*Exercise description*:
Skipping any pictures, give all of the records below again exactly.
[Opening Supplied records section]
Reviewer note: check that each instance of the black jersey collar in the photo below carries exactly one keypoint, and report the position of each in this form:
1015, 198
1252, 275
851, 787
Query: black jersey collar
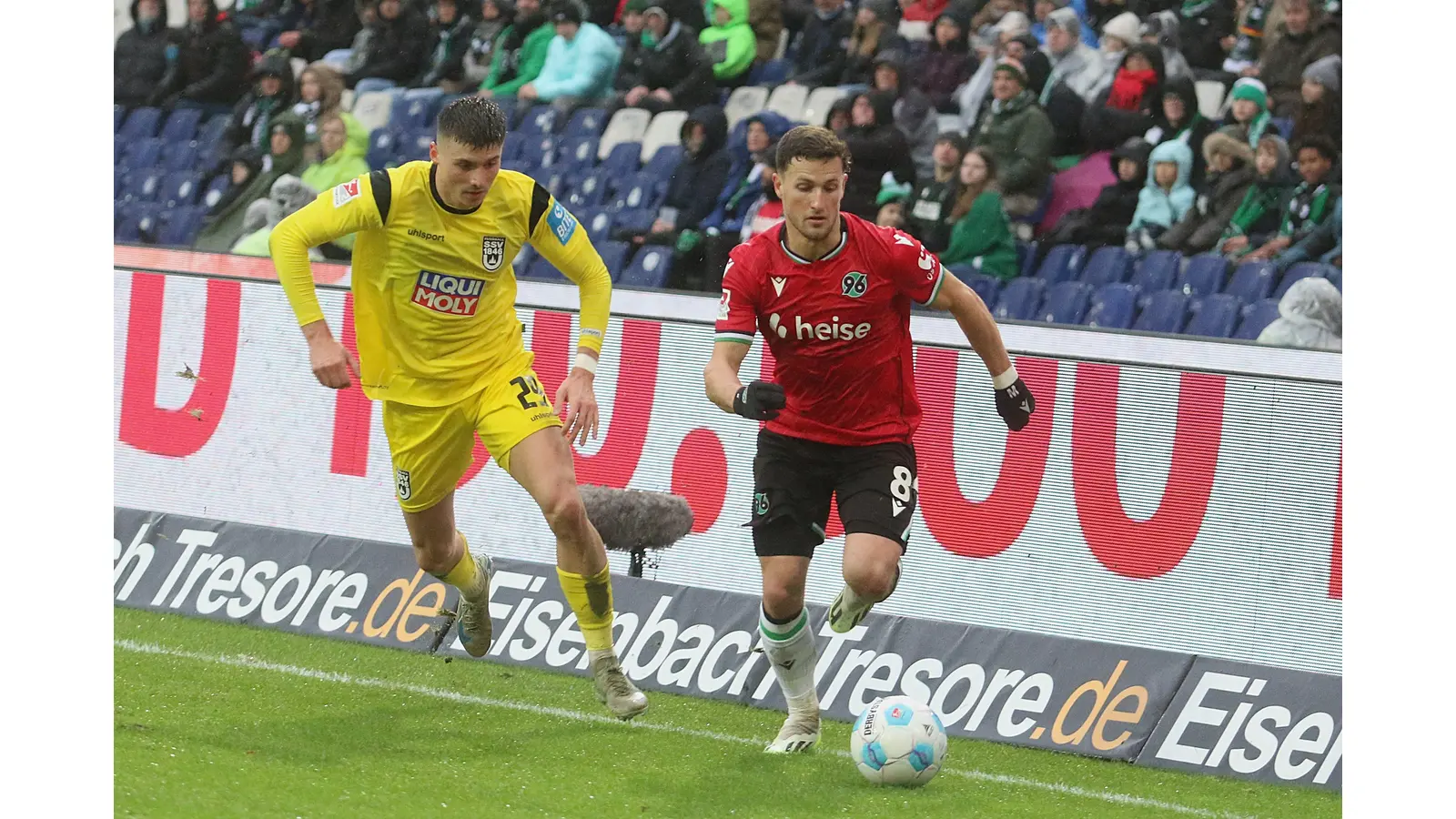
[Closing Supplied records section]
*Worked solution*:
Reviewer note: check that each instance of the black jersey collar in the photo below carries exactly one keypoint, and report the position of each in this form:
1015, 198
1252, 275
851, 787
Query: black jersey collar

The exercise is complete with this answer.